# TRECHO DA PÁGINA
Não queria esquecer daquela sensação de sair de
casa para trabalhar – principalmente por ser longe dela – pela primeira vez
depois da formatura. Foi angustiante. Muito mais que isso! Fiz planos o
suficiente para lidar com diversas situações por saber que estaria viajando
para onde nunca fui. Pus dificuldade em várias coisas, muitas vezes sem visível
intenção, talvez porque não quisesse mesmo trabalhar, nem ir embora. Notando
que espernear já não funcionava, chorei o percurso inteiro vendo que não tinha
mais nada para fazer, e aceitei o que já estava imposto.
Desde os últimos semestres da faculdade, as
despedidas vinham se tornando rotina, e não foram nem um pouco agradáveis. Da companhia
diária dos colegas de sala, dos professores, de alguns amigos, das aulas, do
prédio, dos estágios, do título de estudante, de um certo nível de
irresponsabilidade aceitável... E, agora, da minha casa e da minha família, das
minhas aulas de música, da academia, das saídas noturnas com os amigos. Parece
um pouco dramático, mas tinha certeza de que sentiria muita falta, mesmo
sabendo que para eles não passaria de um “até logo”. Vi meus dias mudarem muito
rápido, mas entendi que isso aconteceria cedo ou tarde e que seria patológico
se não o fizesse. Há muito tempo vinha elaborando minha saída,
desacostumando-me – sem sucesso – da minha família tão presente, do meu quarto
tão confortável e seguro, da minha casa tão cheia de mim. Mas arrumei uma mala
pequena apenas com o necessário e sai.
Reitero: foi angustiante. Chorei, ouvi músicas,
li, escrevi, chorei mais. Dormi mal, fiquei trancada, andei no sol. Dirigi,
ouvi muitas músicas altas, cantei até quase perder a voz. Morei sozinha, aluguei
e organizei um apartamento, lavei roupas, comprei comida, revirei algumas
noites na rede desconfortável demais para a minha impaciência. Depois dormi
muito por querer fazer nada, nem sequer pensar. Fiz planos para me convencer de
que estaria no caminho certo.
Trabalhei. Muito! Ajudei a organizar um serviço
que estava nascendo com a minha chegada, suprindo necessidades desde copos e
canetas até às documentações burocráticas e chatas. Estudei mais. Conheci muita
gente, fiz amigos. Fiquei conhecida e aceitei o “doutora” para quem não se interessava
nem sob insistência em decorar meu nome. Aprendi muito! Lidei com o
desconhecido, com autoridades, com os obstáculos peculiares ao serviço público,
com a responsabilidade de ser profissional e de ser ouvida e atendida.

# O QUE SE PEDE
Dê continuidade ao relato sobre sair de casa para o primeiro trabalho depois da formatura, começando logo após a última frase do trecho e mantendo a primeira pessoa.

# LINHAS DE DADOS
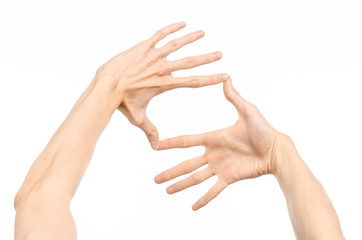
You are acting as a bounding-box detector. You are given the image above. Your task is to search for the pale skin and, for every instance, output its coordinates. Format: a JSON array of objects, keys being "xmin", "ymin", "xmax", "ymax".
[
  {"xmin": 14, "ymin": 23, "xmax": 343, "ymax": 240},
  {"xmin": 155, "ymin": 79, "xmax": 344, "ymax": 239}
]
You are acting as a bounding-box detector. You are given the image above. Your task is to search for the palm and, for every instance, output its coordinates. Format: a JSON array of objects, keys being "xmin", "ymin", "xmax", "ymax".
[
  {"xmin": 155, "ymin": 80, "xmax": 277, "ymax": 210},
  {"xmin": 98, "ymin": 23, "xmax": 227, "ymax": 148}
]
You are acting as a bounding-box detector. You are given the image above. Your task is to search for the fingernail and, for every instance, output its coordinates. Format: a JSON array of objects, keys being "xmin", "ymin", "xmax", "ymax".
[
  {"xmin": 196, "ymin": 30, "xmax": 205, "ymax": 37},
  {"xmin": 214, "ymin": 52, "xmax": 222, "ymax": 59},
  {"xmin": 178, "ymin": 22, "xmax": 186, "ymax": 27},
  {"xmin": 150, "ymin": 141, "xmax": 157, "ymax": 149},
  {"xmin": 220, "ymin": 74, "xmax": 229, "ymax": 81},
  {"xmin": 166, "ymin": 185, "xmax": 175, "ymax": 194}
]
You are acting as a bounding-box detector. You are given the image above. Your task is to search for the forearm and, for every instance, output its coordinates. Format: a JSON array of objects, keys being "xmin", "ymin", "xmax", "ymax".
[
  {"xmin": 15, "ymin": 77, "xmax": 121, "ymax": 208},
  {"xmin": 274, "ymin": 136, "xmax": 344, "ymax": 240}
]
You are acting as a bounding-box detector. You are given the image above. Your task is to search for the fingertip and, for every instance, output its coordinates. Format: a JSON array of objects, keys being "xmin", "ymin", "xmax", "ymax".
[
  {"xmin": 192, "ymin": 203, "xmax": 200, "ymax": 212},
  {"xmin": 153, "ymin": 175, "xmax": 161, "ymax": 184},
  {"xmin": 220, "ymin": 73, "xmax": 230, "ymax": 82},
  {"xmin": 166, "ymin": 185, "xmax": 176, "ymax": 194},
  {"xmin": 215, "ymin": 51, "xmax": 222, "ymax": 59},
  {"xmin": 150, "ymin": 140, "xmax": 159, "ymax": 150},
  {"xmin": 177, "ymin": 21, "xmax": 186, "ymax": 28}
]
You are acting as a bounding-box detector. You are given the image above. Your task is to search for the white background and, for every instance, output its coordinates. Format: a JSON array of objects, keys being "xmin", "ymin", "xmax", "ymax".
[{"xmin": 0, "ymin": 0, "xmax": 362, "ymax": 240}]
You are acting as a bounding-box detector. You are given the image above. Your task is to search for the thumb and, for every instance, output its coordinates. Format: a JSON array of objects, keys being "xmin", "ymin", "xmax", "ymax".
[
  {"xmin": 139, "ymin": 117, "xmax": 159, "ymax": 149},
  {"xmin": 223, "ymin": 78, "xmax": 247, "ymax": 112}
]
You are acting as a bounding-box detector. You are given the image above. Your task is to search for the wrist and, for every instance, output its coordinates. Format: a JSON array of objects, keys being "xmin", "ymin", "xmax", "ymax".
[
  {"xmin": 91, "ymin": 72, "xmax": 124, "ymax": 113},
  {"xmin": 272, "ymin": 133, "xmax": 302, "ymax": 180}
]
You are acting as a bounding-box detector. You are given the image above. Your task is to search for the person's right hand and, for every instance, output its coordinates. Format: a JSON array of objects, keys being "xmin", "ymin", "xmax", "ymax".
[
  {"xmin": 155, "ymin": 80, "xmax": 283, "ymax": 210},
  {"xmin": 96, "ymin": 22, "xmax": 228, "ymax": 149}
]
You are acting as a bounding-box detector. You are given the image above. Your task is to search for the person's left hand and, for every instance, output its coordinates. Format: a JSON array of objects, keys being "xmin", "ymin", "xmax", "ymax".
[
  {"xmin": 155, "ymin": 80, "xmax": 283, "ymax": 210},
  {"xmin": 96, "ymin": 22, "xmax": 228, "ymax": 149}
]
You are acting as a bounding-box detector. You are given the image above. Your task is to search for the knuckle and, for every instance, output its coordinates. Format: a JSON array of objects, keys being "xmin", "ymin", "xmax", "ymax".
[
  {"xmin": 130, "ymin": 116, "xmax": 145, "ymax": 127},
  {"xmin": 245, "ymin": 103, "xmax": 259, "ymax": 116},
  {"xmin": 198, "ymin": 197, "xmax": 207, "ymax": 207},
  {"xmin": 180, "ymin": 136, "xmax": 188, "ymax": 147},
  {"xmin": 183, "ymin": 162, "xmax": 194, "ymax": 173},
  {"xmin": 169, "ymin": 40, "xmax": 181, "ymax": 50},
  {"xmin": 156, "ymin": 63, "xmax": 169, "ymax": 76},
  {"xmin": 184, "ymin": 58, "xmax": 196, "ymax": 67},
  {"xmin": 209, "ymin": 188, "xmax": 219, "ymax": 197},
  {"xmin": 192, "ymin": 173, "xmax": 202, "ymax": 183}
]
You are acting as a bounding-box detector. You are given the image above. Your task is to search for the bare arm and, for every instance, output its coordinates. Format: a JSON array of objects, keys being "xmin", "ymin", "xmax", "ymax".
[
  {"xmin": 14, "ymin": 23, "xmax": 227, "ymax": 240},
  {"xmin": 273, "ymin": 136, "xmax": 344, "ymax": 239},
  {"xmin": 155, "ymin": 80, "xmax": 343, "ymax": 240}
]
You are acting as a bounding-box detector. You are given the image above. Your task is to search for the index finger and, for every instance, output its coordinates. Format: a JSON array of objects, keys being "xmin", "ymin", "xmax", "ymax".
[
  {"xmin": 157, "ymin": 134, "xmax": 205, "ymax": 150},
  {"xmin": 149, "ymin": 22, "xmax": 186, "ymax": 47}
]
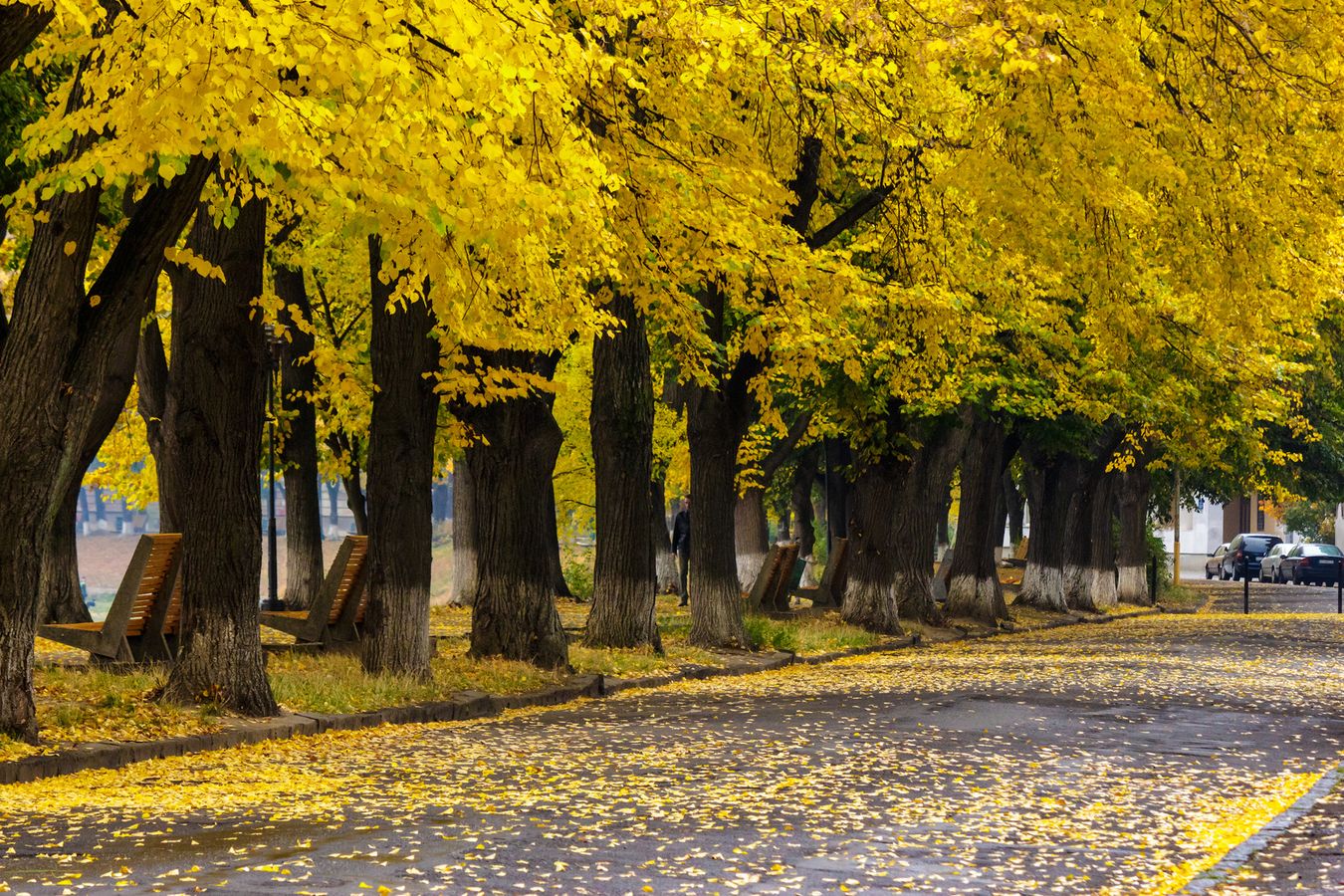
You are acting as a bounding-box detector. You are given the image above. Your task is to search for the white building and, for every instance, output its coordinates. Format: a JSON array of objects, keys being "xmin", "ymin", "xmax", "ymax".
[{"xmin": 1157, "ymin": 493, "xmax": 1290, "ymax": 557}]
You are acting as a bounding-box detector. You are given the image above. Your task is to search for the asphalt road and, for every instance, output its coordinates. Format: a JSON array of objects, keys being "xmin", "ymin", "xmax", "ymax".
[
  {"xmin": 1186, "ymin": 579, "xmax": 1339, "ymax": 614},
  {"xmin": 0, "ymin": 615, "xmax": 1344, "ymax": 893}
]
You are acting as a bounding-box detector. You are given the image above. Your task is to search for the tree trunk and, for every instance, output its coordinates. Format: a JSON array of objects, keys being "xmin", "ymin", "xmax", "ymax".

# RESULTADO DA TAREFA
Trabalhei minha serenidade para encarar isso e optei por não deixar o bom humor
em segundo plano. Acredito que tenha dado certo e tenha conseguido contribuir
um pouco.
A adaptação foi sofrida, confesso, mas foi
rápida. As noites, que começavam às 4:30h da tarde e terminavam às 8h da manhã,
rapidamente encurtaram diante do tanto que tive para elaborar. “Não sei nem o
que fazer com tudo isso” foi o que eu disse a um amigo próximo com o qual tive
muito contato também nesses dias. Mas soube o que fazer, afinal de contas:
deixei acontecer. Rasguei o peito para consertar a saudade e sintonizar meus
desejos. E tive “nada a temer senão o correr da luta, nada a fazer senão
esquecer o medo”, como Milton cantou. Medo mesmo, na verdade, não tive. Se
tinha algo para esquecer, não era isso, mas, sim, o conforto de uma vida
facilitada por outros.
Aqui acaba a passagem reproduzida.